Transcribe the entries below exactly.

[[ Source data open ]]

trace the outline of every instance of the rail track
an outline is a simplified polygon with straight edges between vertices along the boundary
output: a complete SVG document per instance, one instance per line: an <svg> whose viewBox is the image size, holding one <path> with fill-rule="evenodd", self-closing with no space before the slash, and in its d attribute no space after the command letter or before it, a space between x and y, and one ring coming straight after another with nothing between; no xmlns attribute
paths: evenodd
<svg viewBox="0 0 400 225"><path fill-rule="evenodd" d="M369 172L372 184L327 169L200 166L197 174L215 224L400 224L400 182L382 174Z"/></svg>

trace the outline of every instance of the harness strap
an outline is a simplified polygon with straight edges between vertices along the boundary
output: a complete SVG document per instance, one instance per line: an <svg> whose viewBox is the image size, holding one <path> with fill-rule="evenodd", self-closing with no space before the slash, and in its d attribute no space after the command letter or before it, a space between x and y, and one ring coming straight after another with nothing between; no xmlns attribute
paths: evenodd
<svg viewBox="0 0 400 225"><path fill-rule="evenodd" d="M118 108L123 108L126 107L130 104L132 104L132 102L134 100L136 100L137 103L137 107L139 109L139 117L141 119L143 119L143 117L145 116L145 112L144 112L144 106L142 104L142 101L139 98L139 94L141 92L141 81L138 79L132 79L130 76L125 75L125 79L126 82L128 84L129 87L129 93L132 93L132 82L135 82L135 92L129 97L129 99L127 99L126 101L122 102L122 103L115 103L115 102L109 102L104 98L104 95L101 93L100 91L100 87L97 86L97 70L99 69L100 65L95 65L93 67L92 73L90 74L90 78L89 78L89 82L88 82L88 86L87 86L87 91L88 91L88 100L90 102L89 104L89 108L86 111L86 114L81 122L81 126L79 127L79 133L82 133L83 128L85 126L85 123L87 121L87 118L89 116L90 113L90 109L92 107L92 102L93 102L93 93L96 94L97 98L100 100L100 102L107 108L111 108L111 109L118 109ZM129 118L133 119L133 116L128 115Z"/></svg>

[[ Source data closed ]]

• [The completed task]:
trace the outline of every instance of the rail track
an outline is a simplified polygon with straight edges between vertices along the boundary
output: a complete SVG document per instance, one instance per line: an <svg> whose viewBox is the image size, holding one <path> with fill-rule="evenodd", self-closing with no space before the slash, and in its d attribute no space after the command letter or before it, a space between x and y, and one ring coming straight after another with nothing between; no xmlns attribute
paths: evenodd
<svg viewBox="0 0 400 225"><path fill-rule="evenodd" d="M369 172L372 184L327 169L200 166L197 174L215 224L400 224L400 182L382 174Z"/></svg>

trace the outline of every instance of the harness strap
an outline is a simplified polygon with straight edges between vertices along the boundary
output: a complete SVG document per instance, one instance per line: an <svg> whose viewBox is the image size, holding one <path> with fill-rule="evenodd", self-closing with no space before the slash, and in its d attribute no space after the command letter or before it, a space between x and y, and one ring coming straight after another with nothing between; no xmlns attribute
paths: evenodd
<svg viewBox="0 0 400 225"><path fill-rule="evenodd" d="M118 108L123 108L126 107L130 104L132 104L132 102L134 100L136 100L137 103L137 107L139 109L139 117L141 119L143 119L143 117L145 116L145 112L144 112L144 106L142 104L142 101L139 98L139 94L141 92L141 81L138 79L132 79L130 76L125 75L125 79L126 82L128 84L129 87L129 93L132 93L132 82L135 82L135 92L129 97L129 99L127 99L126 101L122 102L122 103L115 103L115 102L109 102L104 98L104 95L101 93L100 91L100 87L97 86L97 70L99 69L100 65L95 65L93 67L92 73L90 74L90 78L89 78L89 82L88 82L88 86L87 86L87 91L88 91L88 100L90 102L89 104L89 108L86 111L86 114L81 122L81 126L79 127L79 133L82 133L83 128L85 126L85 123L87 121L87 118L89 116L90 113L90 109L92 107L92 102L93 102L93 93L96 94L97 98L100 100L100 102L107 108L111 108L111 109L118 109ZM129 118L133 119L133 116L128 115Z"/></svg>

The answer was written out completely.